Espace Go : Nouveau théâtre pour nouvelles écritures
Entre labo multimédia et costumier traditionnel, l’Espace Go ouvre les portes de ses locaux rénovés pour une nouvelle saison…
Ça faisait sept ans que le projet était sur la table. Après avoir rassemblé le budget (6 millions de dollars, dont 3 octroyés par le gouvernement fédéral en février 2017), l’équipe de l’Espace Go a enfin lancé les travaux en mai dernier. Le théâtre du boulevard Saint-Laurent avait en effet besoin de réparations, 23 ans après ses dernières rénovations. Le 20 février prochain, le nouvel Espace Go sera prêt à accueillir à nouveau son public: salles de bain et hall d’entrée redessinés, circulation du public améliorée pour les personnes à mobilité réduite, sièges et gradins remis à neuf, chauffage et climatisation revus… «Le public va retrouver l’Espace Go comme il le connaît, mais amélioré», précise Ginette Noiseux. La directrice générale et artistique du théâtre a supervisé de près tous les travaux: «J’ai une formation de scénographe, donc j’adore ça!»

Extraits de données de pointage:
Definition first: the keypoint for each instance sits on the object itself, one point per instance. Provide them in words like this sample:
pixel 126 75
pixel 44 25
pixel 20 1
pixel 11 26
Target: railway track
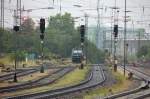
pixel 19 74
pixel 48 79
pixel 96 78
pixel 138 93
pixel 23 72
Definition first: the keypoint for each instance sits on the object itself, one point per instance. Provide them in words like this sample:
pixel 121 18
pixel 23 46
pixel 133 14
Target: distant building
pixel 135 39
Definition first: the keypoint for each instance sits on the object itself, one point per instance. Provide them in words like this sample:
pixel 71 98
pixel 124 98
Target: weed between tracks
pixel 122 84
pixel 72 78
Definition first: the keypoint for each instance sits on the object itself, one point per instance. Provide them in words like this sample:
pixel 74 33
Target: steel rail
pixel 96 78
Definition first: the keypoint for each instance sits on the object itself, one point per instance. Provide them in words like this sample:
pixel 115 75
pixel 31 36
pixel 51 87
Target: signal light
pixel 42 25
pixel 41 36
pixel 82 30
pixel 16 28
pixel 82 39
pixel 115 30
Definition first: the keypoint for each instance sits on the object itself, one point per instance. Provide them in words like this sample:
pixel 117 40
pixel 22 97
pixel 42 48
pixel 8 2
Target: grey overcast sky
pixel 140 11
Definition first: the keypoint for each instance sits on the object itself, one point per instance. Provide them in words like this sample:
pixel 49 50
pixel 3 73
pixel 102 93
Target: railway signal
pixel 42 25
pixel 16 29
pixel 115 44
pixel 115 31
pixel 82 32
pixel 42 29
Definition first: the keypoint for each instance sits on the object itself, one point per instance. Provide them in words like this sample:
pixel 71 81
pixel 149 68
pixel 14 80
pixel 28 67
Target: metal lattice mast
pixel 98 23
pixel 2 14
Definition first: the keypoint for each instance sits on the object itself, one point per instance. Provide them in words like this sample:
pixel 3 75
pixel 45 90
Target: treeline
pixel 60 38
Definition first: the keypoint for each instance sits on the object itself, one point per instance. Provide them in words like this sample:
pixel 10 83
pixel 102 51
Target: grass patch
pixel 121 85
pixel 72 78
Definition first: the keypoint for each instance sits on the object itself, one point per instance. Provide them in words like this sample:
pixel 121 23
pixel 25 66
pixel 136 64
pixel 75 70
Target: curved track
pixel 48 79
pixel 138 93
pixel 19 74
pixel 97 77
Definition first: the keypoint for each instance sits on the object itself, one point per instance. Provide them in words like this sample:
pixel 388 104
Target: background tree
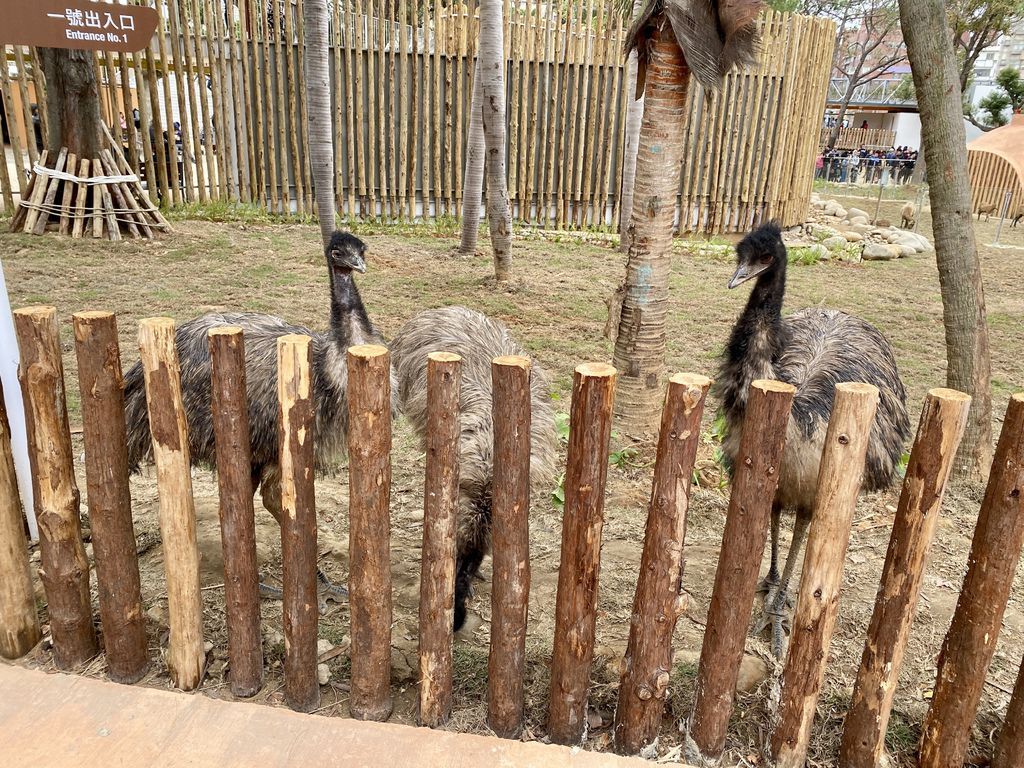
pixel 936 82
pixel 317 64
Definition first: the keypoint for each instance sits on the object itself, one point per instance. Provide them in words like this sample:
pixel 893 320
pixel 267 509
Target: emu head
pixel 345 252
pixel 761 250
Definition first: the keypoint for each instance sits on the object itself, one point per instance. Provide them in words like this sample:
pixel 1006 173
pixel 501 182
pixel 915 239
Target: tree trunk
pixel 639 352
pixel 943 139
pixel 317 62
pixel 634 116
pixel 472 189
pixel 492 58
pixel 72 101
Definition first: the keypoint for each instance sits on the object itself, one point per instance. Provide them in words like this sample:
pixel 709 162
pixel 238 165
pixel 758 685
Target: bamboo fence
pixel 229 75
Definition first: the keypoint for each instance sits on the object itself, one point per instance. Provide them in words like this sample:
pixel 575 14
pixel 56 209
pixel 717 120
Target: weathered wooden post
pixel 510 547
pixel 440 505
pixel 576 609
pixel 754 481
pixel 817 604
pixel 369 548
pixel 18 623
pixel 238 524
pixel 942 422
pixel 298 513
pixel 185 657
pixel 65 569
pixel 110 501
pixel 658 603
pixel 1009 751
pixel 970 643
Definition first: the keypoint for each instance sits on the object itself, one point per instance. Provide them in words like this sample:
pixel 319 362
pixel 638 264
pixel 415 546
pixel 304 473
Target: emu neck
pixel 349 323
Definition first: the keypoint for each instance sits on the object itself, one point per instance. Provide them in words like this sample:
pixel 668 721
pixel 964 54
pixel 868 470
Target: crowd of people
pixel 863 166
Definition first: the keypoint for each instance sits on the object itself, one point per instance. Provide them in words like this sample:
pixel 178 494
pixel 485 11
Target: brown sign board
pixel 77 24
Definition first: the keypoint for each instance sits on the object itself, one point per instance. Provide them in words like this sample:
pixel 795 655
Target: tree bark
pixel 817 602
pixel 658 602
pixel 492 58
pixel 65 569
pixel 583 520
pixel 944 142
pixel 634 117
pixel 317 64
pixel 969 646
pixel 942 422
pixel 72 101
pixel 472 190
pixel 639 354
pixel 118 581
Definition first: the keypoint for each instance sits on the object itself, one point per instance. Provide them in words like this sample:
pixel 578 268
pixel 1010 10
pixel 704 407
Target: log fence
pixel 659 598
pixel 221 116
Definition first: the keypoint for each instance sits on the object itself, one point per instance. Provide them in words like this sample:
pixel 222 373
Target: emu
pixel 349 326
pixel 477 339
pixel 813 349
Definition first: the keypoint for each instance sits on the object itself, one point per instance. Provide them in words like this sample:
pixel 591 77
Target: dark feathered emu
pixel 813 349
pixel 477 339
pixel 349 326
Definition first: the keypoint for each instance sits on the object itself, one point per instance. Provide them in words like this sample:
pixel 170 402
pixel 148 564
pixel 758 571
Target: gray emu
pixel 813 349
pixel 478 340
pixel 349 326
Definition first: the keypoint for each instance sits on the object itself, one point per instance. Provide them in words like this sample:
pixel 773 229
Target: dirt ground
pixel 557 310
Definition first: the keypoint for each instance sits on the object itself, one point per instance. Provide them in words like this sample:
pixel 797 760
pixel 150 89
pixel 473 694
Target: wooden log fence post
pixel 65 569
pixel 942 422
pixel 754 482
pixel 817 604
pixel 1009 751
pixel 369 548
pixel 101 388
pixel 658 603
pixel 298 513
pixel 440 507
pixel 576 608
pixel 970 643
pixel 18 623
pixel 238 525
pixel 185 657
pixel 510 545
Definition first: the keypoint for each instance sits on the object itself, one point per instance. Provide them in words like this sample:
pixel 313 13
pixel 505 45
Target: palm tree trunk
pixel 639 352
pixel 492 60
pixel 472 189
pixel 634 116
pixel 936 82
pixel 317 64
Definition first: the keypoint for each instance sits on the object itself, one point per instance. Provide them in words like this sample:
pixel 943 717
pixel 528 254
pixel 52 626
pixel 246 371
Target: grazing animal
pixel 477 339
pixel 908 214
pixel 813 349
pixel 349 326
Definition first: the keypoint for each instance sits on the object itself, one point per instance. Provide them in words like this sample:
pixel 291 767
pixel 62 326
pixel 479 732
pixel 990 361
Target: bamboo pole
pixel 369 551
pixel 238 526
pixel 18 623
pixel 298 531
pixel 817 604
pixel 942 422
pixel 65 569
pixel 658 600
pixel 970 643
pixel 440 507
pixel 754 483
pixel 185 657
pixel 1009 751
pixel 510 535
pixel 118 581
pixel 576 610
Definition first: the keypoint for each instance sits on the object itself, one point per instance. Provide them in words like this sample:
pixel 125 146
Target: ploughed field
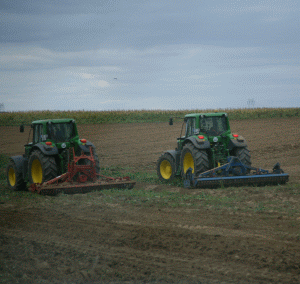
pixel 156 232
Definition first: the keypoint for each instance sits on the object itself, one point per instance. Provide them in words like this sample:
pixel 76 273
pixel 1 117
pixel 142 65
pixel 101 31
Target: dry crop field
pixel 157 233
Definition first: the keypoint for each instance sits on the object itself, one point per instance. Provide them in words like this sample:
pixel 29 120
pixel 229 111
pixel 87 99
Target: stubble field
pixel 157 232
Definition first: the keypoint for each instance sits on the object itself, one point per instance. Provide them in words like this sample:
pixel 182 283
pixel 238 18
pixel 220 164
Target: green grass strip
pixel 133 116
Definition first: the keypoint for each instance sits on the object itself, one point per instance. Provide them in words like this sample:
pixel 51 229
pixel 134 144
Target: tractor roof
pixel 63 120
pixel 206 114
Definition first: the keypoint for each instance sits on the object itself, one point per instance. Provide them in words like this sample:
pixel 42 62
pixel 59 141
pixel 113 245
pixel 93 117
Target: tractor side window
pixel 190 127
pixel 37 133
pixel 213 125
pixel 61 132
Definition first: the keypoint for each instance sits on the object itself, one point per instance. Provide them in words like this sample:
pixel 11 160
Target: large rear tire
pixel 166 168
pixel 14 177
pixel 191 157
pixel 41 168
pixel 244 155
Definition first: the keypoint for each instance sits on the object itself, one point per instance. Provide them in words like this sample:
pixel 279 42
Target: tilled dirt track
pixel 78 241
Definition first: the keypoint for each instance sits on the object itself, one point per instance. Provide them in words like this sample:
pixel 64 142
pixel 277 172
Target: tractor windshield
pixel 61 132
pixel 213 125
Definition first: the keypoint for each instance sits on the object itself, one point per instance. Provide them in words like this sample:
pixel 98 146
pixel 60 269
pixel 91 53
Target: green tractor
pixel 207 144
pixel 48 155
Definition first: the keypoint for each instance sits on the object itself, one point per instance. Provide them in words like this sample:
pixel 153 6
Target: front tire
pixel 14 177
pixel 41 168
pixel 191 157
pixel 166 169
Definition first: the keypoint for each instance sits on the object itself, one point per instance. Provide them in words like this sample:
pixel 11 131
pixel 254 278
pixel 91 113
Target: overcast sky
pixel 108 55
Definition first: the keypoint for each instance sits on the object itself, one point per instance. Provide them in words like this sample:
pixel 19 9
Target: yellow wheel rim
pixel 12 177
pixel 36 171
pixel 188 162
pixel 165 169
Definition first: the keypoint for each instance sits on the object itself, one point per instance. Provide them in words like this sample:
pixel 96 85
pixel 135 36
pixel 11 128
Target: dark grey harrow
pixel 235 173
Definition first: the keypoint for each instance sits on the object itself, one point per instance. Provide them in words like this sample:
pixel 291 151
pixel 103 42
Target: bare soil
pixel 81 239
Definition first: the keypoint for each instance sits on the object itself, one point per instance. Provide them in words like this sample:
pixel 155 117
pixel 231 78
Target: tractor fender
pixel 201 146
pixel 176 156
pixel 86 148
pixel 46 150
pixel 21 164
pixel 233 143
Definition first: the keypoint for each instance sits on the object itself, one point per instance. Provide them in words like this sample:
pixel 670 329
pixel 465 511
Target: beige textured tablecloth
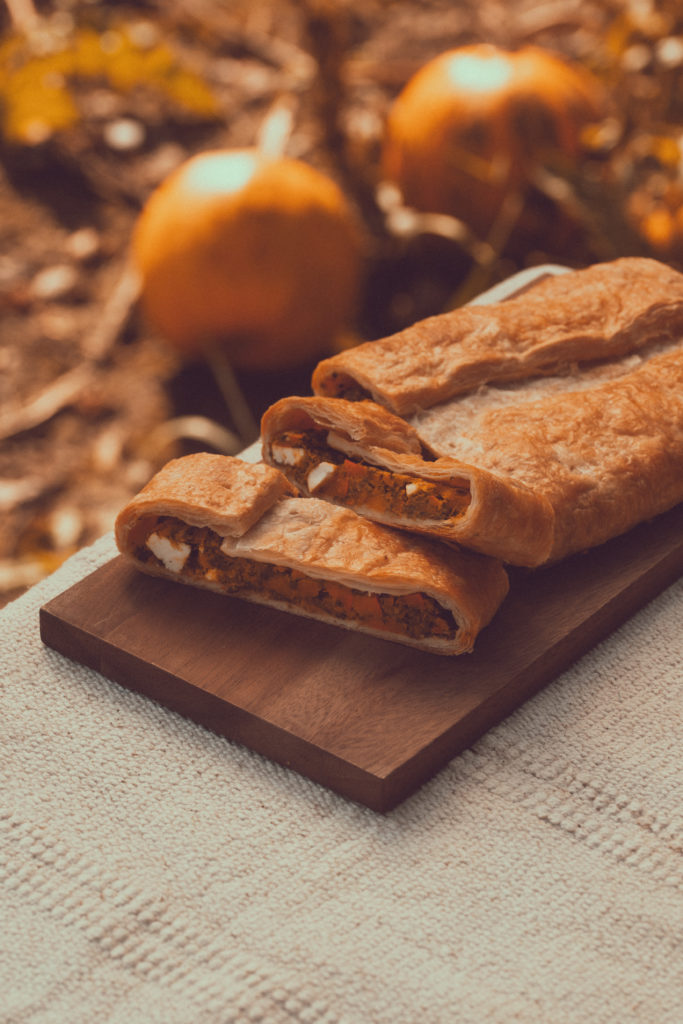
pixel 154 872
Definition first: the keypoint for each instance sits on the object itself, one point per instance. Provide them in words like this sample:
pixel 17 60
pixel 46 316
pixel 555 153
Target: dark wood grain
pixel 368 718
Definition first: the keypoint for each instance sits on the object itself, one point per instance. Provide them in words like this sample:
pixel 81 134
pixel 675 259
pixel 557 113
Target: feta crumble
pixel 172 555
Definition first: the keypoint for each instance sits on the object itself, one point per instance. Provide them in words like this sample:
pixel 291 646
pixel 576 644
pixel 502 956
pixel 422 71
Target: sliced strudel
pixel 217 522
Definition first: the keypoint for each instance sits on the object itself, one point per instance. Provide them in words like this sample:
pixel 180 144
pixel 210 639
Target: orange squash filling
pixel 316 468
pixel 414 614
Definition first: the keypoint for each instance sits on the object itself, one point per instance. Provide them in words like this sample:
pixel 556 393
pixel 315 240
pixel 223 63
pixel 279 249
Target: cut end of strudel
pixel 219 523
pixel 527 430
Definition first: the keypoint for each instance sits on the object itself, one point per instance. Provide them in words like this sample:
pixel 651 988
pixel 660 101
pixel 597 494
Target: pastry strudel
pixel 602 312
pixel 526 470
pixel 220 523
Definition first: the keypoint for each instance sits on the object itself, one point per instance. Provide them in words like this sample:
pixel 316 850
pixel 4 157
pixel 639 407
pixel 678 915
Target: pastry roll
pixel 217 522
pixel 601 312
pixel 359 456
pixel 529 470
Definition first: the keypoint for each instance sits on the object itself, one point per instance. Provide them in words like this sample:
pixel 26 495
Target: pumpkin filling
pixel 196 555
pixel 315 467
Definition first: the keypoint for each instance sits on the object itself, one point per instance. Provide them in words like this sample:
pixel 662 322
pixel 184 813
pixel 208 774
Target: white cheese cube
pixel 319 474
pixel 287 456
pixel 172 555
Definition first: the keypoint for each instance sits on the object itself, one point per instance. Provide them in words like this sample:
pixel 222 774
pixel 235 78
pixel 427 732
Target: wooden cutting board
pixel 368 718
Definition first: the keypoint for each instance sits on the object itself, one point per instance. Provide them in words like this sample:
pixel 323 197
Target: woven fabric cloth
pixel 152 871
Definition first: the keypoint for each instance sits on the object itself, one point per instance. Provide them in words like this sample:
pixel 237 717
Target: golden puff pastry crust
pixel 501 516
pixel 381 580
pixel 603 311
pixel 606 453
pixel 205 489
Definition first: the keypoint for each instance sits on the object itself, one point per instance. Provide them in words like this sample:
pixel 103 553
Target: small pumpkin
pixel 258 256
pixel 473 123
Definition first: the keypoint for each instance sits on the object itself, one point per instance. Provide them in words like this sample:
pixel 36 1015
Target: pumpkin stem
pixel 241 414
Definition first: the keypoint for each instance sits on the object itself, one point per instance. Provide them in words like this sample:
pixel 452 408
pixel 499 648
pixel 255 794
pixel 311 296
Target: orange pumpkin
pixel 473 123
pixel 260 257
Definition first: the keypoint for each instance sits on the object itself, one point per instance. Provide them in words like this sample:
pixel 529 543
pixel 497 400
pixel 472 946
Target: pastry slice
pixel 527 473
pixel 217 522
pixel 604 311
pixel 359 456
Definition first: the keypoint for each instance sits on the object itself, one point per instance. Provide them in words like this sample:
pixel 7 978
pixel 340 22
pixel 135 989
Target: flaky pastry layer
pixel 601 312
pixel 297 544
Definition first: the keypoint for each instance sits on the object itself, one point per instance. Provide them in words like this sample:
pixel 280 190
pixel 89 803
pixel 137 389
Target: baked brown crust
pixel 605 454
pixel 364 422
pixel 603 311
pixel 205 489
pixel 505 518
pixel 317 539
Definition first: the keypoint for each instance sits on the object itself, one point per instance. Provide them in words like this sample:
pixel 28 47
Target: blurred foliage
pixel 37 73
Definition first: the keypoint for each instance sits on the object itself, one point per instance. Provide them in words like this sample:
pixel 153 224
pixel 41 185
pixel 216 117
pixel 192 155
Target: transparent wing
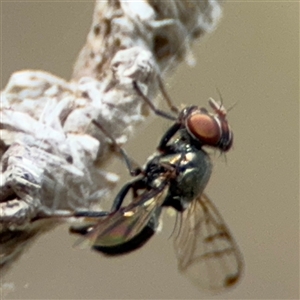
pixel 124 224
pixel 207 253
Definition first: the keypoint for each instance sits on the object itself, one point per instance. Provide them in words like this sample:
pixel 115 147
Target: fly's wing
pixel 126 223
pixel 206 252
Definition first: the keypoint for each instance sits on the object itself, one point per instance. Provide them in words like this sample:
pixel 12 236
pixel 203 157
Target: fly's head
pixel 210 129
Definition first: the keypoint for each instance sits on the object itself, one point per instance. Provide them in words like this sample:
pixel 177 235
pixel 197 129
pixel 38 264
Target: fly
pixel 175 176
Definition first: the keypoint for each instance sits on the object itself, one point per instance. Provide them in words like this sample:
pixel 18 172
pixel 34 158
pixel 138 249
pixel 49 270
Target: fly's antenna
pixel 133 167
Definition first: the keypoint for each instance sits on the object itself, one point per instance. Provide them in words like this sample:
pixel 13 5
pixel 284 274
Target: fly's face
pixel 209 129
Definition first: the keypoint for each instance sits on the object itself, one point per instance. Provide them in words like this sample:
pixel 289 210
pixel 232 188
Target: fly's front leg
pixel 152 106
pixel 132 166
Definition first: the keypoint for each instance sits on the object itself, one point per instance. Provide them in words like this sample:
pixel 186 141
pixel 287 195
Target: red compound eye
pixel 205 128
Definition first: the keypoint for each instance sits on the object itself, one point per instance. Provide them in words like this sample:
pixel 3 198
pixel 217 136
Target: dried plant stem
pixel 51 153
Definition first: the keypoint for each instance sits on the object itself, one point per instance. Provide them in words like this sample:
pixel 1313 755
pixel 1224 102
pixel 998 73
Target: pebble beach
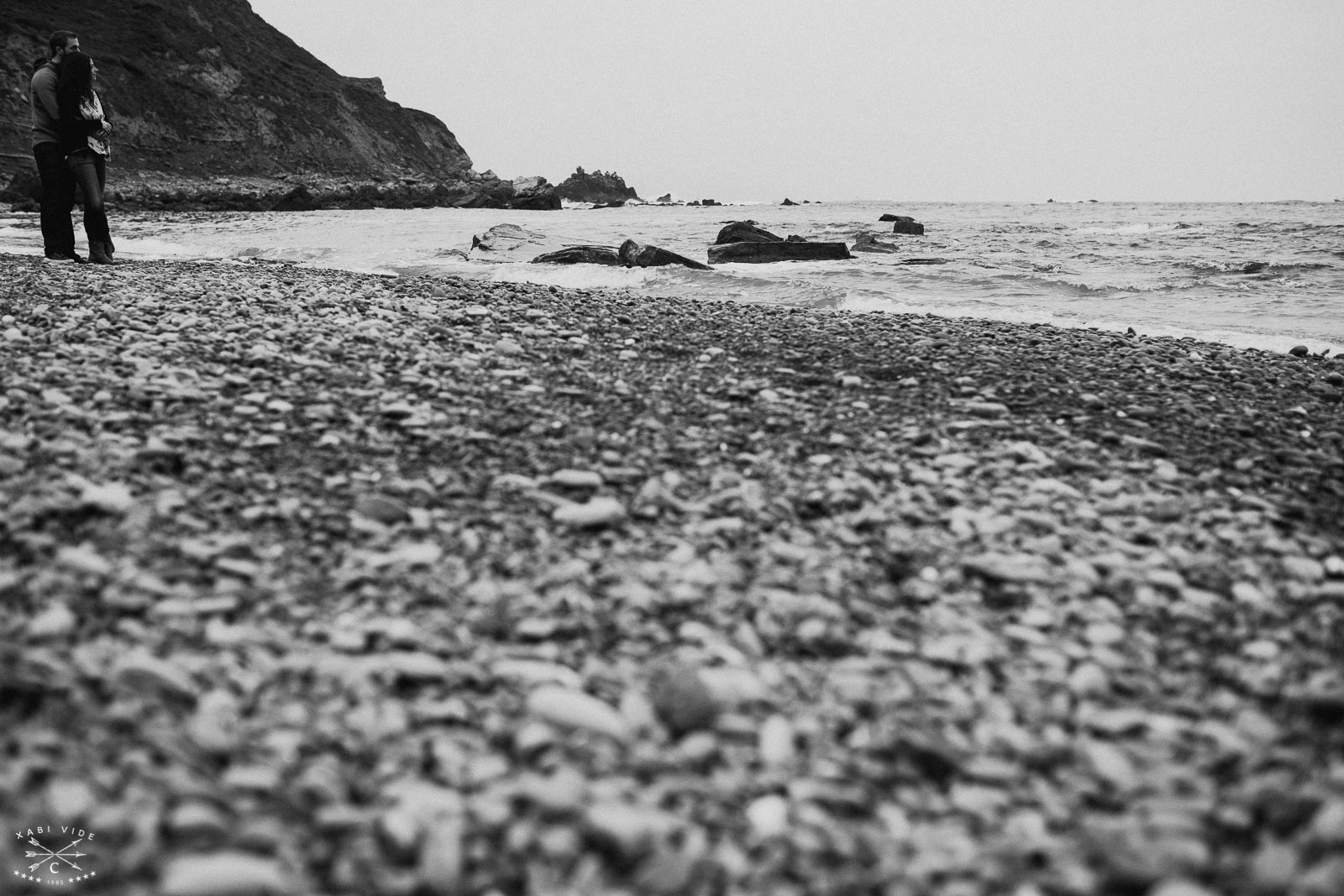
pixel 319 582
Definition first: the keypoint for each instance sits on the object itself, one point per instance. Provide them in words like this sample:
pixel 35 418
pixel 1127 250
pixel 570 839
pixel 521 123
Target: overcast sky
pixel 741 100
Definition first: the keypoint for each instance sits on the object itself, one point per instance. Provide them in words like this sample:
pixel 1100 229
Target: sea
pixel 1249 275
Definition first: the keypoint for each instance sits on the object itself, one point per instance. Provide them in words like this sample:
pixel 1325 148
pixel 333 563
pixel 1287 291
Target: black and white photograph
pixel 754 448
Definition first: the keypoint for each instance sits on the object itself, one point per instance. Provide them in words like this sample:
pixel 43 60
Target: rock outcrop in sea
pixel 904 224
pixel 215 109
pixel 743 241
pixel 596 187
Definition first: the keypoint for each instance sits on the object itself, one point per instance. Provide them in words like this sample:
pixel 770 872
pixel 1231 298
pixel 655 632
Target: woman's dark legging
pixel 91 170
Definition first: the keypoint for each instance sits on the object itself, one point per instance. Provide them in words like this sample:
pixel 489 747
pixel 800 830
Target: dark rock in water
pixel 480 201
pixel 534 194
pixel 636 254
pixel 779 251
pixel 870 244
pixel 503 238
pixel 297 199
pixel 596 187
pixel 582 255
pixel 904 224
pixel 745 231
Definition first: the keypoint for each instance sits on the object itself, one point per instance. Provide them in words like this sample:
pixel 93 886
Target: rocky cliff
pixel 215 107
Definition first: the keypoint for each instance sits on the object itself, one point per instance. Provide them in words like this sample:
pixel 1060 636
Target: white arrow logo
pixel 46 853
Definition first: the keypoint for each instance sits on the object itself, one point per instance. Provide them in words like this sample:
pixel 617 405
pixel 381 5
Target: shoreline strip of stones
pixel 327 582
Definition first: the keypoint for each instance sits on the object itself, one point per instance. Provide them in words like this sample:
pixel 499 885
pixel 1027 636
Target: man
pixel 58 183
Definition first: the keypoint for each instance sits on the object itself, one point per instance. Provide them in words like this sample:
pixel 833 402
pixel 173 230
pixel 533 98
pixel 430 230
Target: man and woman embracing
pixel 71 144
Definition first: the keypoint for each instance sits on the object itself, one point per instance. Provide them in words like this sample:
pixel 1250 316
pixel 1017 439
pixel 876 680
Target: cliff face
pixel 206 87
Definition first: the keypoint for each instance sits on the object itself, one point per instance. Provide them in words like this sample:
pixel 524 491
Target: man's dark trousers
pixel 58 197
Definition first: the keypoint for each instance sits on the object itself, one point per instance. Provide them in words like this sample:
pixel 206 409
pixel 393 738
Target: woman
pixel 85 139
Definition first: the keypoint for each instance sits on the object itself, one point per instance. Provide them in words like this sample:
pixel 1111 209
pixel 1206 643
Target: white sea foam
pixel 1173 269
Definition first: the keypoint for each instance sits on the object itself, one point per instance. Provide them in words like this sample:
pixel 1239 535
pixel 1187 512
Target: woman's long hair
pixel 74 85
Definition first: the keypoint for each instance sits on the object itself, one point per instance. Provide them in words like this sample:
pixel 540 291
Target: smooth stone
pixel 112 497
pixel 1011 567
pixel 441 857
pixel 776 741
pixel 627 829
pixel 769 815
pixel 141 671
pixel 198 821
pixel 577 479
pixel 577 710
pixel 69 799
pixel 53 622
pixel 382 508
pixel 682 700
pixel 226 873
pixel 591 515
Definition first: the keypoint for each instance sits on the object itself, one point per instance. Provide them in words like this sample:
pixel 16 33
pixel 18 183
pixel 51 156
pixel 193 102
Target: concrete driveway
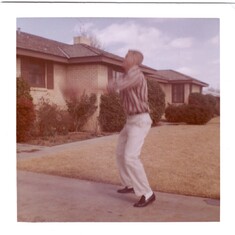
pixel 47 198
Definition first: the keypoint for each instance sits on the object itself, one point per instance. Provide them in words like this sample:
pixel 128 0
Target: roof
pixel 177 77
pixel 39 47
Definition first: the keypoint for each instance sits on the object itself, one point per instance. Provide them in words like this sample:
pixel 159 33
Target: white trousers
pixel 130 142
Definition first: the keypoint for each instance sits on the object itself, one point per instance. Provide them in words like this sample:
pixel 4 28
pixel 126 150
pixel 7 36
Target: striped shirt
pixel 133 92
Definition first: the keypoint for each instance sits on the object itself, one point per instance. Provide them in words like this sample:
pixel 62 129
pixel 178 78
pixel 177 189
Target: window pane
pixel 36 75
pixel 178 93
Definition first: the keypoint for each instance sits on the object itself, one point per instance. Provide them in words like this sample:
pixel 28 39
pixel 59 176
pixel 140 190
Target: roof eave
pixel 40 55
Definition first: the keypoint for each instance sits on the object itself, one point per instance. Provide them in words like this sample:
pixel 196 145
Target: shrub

- _Travail à faire_:
**a)** Recopiez intégralement l'article sur la rénovation de l'Espace Go.
**b)** Renvoyez chaque ligne des entrées qui contient la chaîne « wing ». La casse doit être respectée.
L'article et les entrées forment deux documents indépendants l'un de l'autre.

- _Corrigé des exercices_:
**a)**
Espace Go : Nouveau théâtre pour nouvelles écritures
Entre labo multimédia et costumier traditionnel, l’Espace Go ouvre les portes de ses locaux rénovés pour une nouvelle saison…
Ça faisait sept ans que le projet était sur la table. Après avoir rassemblé le budget (6 millions de dollars, dont 3 octroyés par le gouvernement fédéral en février 2017), l’équipe de l’Espace Go a enfin lancé les travaux en mai dernier. Le théâtre du boulevard Saint-Laurent avait en effet besoin de réparations, 23 ans après ses dernières rénovations. Le 20 février prochain, le nouvel Espace Go sera prêt à accueillir à nouveau son public: salles de bain et hall d’entrée redessinés, circulation du public améliorée pour les personnes à mobilité réduite, sièges et gradins remis à neuf, chauffage et climatisation revus… «Le public va retrouver l’Espace Go comme il le connaît, mais amélioré», précise Ginette Noiseux. La directrice générale et artistique du théâtre a supervisé de près tous les travaux: «J’ai une formation de scénographe, donc j’adore ça!»

**b)**
Target: transparent wing
Target: fly's wing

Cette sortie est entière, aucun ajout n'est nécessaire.